People
Director: Jeffrey Leichman
Jeffrey M. Leichman (he/him) is Jacques Arnaud Associate Professor in the Department
of French Studies at Louisiana State University and Director of the Center for French
and Francophone Studies. Professor Leichman’s research focuses on performance cultures
from the early modern period through the present, with three main areas of concentration:
early modern European and colonial theatre; immersive digital humanities; and performance
in cinema. Recent publications include work on New Wave film director Jacques Rivette,
in dialogue with eighteenth-century polymath philosopher Denis Diderot and (French
Studies 75.1); representations of Native Americans in eighteenth-century French comic
theatre (in Rêver le Nouveau Monde, 2022); pedagogical approaches to Aimé Césaire
and Pierre Corneille (in MLA Options for Teaching French Neoclassical Tragedy, eds.
Bilis and McClure); and computer-designed procedural narrative as historiography (in
Modes of Play in Eighteenth-Century France, eds. Falaky and McGinnis). He is also
co-editor with Karine Bénac-Giroux of Colonialism and Slavery in Performance: Theatre
and the Eighteenth-Century French Caribbean (Oxford University Studies in the Enlightenment/Liverpool
UP, 2021), and the author of the monograph Acting Up: Staging the Subject in Enlightenment
France (Bucknell UP, 2016; reviews here). In 2018-2019, Mr. Leichman was a fellow
in residence at the Institute for Advanced Studies in Nantes, France.

#### Directive A
In the faculty profile, rewrite the stretch from "Bilis and McClure);" through "in Nantes, France.", replacing "monograph" with "book".
#### Directive B
According to the faculty profile, where was Jeffrey Leichman a fellow in residence in 2018-2019?

#### Data block

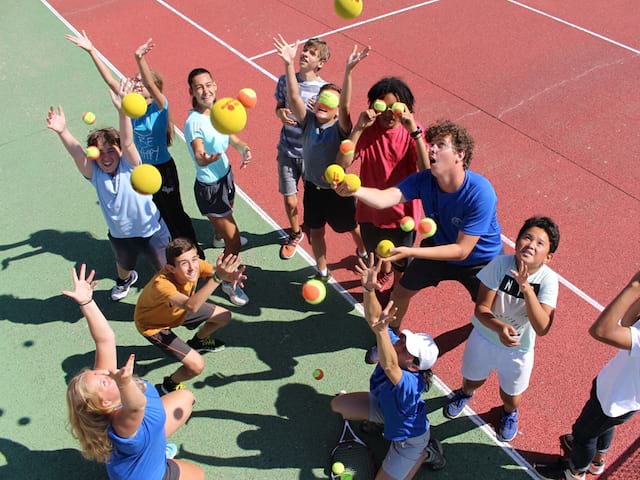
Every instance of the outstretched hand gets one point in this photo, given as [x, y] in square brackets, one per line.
[83, 287]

#### Problem solution A
Bilis and McClure); and computer-designed procedural narrative as historiography (in
Modes of Play in Eighteenth-Century France, eds. Falaky and McGinnis). He is also
co-editor with Karine Bénac-Giroux of Colonialism and Slavery in Performance: Theatre
and the Eighteenth-Century French Caribbean (Oxford University Studies in the Enlightenment/Liverpool
UP, 2021), and the author of the book Acting Up: Staging the Subject in Enlightenment
France (Bucknell UP, 2016; reviews here). In 2018-2019, Mr. Leichman was a fellow
in residence at the Institute for Advanced Studies in Nantes, France.

#### Problem solution B
At the Institute for Advanced Studies in Nantes, France.